[Excerpt provided]
»»

PFF's fantasy football recap focuses on player usage and stats, breaking down all the vital information you need to achieve fantasy success in 2022. This is only focused on the players who are relevant in fantasy football leagues.
Draft Jahan Dotson: The Commanders spent the 16th overall pick on Dotson and wasted no time starting him. He was thought to be more of a slot receiver, but he was lining up on the outside more often than not Saturday with Curtis Samuel in the slot. Most importantly, Dotson was on the field in two wide receiver sets, meaning he should rarely leave the field. Early first-round wide receivers are making an impact in their rookie seasons more often than not, making Dotson a great player to take a risk on.
Draft Antonio Gibson at your own risk: The Commanders’ first two drives were all too familiar, as Gibson played on first and second down while J.D. McKissic took over on third downs. This was expected but disappointing nonetheless. His day got worse when he fumbled on his second carry, which led to rookie Brian Robinson taking the first and second down snaps on a long touchdown drive. It’s unclear if that was planned or a reaction to the fumble, but Robinson made the most of his opportunity. Gibson entered the game again, but with the backups.
Robinson will likely earn some short yardage touches during the regular season, which will greatly hurt Gibson’s touchdown potential. It’s possible that Robinson starts at some point this season.
Avoid the Panthers’ backup running backs: Both Chuba Hubbard and D’Onta Foreman played with the first team while Christian McCaffrey took the day off. McCaffrey’s re-injury risk is low, so even if there was a clear backup, they wouldn’t be more attractive than other situations. The fact that it’s unclear who would take over, or that it could be a 50/50 split, makes it hard to draft either player.
Don’t worry about Robbie Anderson: Carolina rested its star skill players, but Anderson still started the game. While other wide receivers played more with the starters, Anderson finished his day earlier than the other starters. He played the first four snaps and only came back for one snap where he was targeted on a deep pass. His starting role seems secure, and he should see plenty more deep targets as long as Baker Mayfield wins Carolina's starting quarterback job.

««

[Directions] Output everything in the fantasy football recap from "Draft Antonio Gibson" down to "with the backups.", copied without changes.

Labeled contour entries:
»»

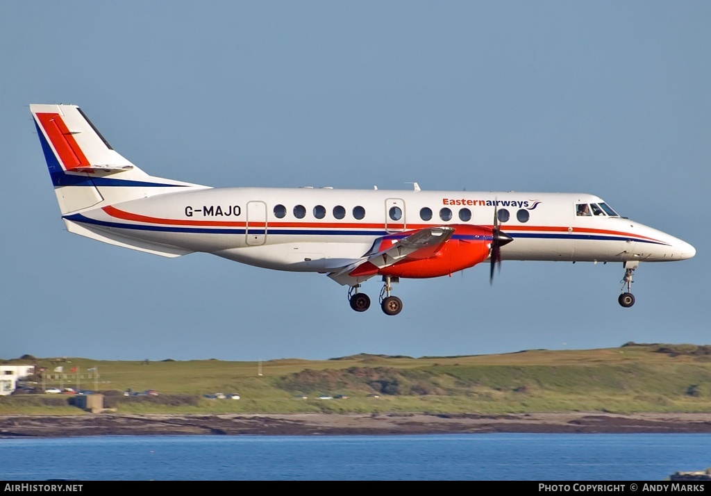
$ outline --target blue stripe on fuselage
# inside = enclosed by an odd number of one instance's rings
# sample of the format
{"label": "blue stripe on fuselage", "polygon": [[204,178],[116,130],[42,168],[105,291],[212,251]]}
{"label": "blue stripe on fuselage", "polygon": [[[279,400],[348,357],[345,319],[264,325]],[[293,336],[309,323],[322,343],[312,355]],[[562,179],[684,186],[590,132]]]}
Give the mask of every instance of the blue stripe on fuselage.
{"label": "blue stripe on fuselage", "polygon": [[[144,225],[144,224],[126,224],[121,222],[109,222],[107,221],[98,221],[94,218],[90,218],[81,213],[74,213],[72,215],[64,216],[64,218],[68,221],[73,221],[75,222],[80,222],[82,223],[92,224],[94,226],[100,226],[102,227],[110,227],[117,229],[132,229],[135,231],[153,231],[156,232],[164,232],[164,233],[195,233],[200,234],[245,234],[247,231],[245,228],[213,228],[213,227],[178,227],[175,226],[155,226],[155,225]],[[282,236],[299,236],[299,235],[306,235],[306,236],[387,236],[388,238],[391,238],[393,236],[397,236],[397,237],[406,237],[405,235],[392,235],[392,233],[387,233],[383,231],[354,231],[354,230],[328,230],[328,229],[279,229],[273,228],[269,229],[268,227],[267,230],[264,229],[250,229],[250,233],[252,234],[268,234],[268,235],[282,235]],[[653,241],[651,240],[639,239],[637,238],[628,238],[622,236],[600,236],[597,234],[568,234],[561,233],[560,234],[550,234],[550,233],[516,233],[513,234],[510,234],[514,239],[517,238],[527,238],[527,239],[580,239],[580,240],[594,240],[599,241],[637,241],[639,243],[648,243],[650,244],[654,245],[667,245],[667,243],[661,243],[659,241]],[[468,235],[461,235],[461,236],[453,236],[453,238],[455,239],[464,239],[464,240],[471,240],[474,239],[476,241],[486,240],[491,241],[491,236],[480,236],[477,238],[476,236],[468,236]]]}

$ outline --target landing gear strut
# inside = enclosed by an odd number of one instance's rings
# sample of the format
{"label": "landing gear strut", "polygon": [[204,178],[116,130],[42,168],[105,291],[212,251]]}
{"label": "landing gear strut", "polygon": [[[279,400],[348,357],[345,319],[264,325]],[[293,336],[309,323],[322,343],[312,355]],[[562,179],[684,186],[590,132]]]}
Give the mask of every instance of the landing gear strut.
{"label": "landing gear strut", "polygon": [[351,307],[356,312],[365,312],[370,307],[370,298],[364,292],[358,292],[360,284],[351,286],[348,290],[348,302]]}
{"label": "landing gear strut", "polygon": [[390,296],[390,291],[392,290],[391,283],[400,282],[400,278],[393,278],[390,275],[383,275],[383,289],[380,290],[380,307],[385,312],[386,315],[397,315],[402,310],[402,300],[397,296]]}
{"label": "landing gear strut", "polygon": [[[634,305],[634,295],[631,293],[632,283],[634,282],[632,280],[632,275],[634,270],[639,266],[639,262],[625,262],[624,265],[624,278],[620,281],[622,283],[622,294],[617,298],[617,301],[625,308],[629,308]],[[627,287],[626,292],[624,290],[625,286]]]}

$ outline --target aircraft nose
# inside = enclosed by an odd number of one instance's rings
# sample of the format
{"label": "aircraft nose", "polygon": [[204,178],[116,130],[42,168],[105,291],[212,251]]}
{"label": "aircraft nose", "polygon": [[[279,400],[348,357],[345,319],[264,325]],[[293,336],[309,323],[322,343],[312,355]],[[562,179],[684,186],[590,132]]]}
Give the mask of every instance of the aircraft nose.
{"label": "aircraft nose", "polygon": [[679,243],[679,246],[677,248],[679,253],[679,258],[682,260],[686,260],[687,258],[691,258],[693,256],[696,255],[696,248],[690,245],[686,241],[681,241]]}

««

[Task answer]
Draft Antonio Gibson at your own risk: The Commanders’ first two drives were all too familiar, as Gibson played on first and second down while J.D. McKissic took over on third downs. This was expected but disappointing nonetheless. His day got worse when he fumbled on his second carry, which led to rookie Brian Robinson taking the first and second down snaps on a long touchdown drive. It’s unclear if that was planned or a reaction to the fumble, but Robinson made the most of his opportunity. Gibson entered the game again, but with the backups.